>> Start DATA EXTRACT

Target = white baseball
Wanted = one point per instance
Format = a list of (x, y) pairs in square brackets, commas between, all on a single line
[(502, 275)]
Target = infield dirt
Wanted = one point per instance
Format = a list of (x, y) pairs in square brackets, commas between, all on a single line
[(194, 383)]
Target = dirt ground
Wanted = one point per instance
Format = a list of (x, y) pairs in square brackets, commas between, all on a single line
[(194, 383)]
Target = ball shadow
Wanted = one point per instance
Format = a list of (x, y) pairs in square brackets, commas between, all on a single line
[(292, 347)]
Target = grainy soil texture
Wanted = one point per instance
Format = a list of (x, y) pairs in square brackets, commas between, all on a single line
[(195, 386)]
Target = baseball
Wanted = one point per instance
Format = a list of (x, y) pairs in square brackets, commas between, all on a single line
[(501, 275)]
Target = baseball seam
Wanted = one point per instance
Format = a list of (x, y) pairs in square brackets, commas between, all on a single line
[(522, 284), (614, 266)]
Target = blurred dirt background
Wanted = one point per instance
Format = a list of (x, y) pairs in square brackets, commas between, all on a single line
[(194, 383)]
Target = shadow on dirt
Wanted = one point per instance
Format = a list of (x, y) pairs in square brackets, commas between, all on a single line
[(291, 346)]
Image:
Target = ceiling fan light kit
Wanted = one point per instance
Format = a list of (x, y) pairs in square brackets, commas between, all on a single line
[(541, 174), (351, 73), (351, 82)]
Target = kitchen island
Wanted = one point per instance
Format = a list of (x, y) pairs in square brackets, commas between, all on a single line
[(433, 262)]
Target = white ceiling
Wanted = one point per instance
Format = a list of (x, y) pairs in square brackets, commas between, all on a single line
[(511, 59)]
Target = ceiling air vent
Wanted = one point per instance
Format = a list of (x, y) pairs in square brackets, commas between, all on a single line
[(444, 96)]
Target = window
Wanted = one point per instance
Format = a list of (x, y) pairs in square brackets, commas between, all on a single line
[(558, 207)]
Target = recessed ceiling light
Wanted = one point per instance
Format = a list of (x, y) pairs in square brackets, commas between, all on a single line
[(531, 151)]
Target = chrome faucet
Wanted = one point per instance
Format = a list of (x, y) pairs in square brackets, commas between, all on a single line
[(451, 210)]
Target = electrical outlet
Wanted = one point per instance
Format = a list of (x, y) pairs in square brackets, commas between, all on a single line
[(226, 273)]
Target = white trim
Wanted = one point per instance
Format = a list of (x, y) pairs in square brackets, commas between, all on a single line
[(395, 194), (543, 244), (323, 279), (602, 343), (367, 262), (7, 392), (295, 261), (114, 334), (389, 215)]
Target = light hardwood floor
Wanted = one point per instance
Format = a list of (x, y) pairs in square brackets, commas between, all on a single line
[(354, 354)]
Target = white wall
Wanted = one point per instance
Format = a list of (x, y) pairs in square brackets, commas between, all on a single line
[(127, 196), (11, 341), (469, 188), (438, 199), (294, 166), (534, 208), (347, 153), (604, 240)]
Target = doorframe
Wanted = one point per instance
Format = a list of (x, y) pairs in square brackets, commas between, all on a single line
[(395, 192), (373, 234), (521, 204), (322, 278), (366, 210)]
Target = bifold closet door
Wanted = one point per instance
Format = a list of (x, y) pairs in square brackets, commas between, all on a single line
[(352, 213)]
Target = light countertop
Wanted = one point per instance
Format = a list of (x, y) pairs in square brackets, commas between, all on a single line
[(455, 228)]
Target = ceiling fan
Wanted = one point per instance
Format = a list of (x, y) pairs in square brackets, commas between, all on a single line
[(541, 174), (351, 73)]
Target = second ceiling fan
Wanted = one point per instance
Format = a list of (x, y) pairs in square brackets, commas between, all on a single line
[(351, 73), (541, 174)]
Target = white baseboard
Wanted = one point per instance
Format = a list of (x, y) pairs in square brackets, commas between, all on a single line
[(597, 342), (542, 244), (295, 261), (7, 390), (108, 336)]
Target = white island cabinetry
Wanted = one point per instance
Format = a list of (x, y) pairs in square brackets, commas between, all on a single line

>> End DATA EXTRACT

**TASK GOAL**
Reproduce the lines of the material above verbatim, starting with the line containing "Target = chrome faucet" and going on through the line containing "[(354, 354)]", both included.

**EXERCISE RESULT**
Target = chrome faucet
Wanted = one point per instance
Format = a list of (x, y) pairs in square brackets, commas between, all on a single line
[(451, 210)]
Target = electrical outlet
Wanted = one point per instance
Format = a list of (x, y) pairs in square brackets, commas between, all on a single line
[(226, 273)]
Target = white trim
Wanted = one point per instance
Format = a list of (x, y) pairs in square brackets, commas between, all on a single line
[(395, 194), (543, 244), (323, 279), (602, 343), (367, 262), (7, 392), (295, 261), (114, 334), (389, 215)]
Target = light hardwood floor
Wanted = one point per instance
Format = a list of (x, y) pairs in square brackets, commas between, all on a single line
[(354, 354)]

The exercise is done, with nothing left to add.